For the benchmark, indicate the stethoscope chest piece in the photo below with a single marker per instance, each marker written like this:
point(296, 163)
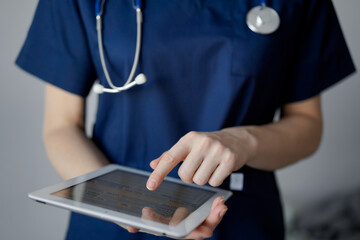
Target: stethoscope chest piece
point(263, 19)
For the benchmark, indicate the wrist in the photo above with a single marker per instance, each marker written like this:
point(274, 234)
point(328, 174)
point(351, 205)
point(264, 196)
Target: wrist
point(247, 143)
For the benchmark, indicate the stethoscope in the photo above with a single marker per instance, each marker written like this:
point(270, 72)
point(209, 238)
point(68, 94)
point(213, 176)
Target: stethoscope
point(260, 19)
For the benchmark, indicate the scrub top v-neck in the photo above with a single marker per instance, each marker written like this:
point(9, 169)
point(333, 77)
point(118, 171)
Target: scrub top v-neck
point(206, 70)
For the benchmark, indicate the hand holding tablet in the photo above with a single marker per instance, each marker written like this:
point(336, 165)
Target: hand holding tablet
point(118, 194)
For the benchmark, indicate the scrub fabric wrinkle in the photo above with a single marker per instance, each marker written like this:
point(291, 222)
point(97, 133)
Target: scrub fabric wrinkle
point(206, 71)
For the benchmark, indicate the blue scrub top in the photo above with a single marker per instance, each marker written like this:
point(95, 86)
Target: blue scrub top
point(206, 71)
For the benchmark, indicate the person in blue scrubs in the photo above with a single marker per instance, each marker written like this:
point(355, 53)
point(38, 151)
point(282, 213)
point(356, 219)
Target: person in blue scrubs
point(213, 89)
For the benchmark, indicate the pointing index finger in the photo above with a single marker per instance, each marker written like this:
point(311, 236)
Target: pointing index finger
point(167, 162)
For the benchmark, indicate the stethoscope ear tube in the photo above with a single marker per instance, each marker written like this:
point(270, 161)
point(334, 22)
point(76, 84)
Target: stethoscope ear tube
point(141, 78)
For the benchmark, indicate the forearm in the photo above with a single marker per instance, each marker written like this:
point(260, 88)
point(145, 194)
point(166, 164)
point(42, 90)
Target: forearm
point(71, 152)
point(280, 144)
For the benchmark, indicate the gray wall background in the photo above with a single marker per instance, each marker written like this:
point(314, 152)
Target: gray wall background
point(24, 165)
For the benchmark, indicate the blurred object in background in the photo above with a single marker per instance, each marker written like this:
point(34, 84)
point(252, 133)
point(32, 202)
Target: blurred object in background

▶ [WHAT THE TASK ASKS]:
Copy the data above verbatim, from its first line down to and including the line that contains "point(206, 70)". Leave the pictures out of your copy.

▶ [CORRECT RESULT]:
For the benchmark, indicate the stethoscope chest piece in the photo below with a single marker per instance, each marker written like this:
point(296, 163)
Target: stethoscope chest piece
point(263, 19)
For the benchmark, indicate the wrist in the photo above with a single marker per instance, each marker written like this:
point(274, 234)
point(328, 174)
point(351, 205)
point(264, 196)
Target: wrist
point(247, 143)
For the benchmark, indicate the stethoscope in the photo above with a single marker per instance, each marker written like this:
point(270, 72)
point(209, 238)
point(68, 94)
point(213, 176)
Target: stethoscope
point(260, 19)
For the benchmark, indicate the scrub top v-neck in the photo above with a single marker per instance, each marker written like this:
point(9, 169)
point(333, 77)
point(118, 171)
Target: scrub top v-neck
point(206, 70)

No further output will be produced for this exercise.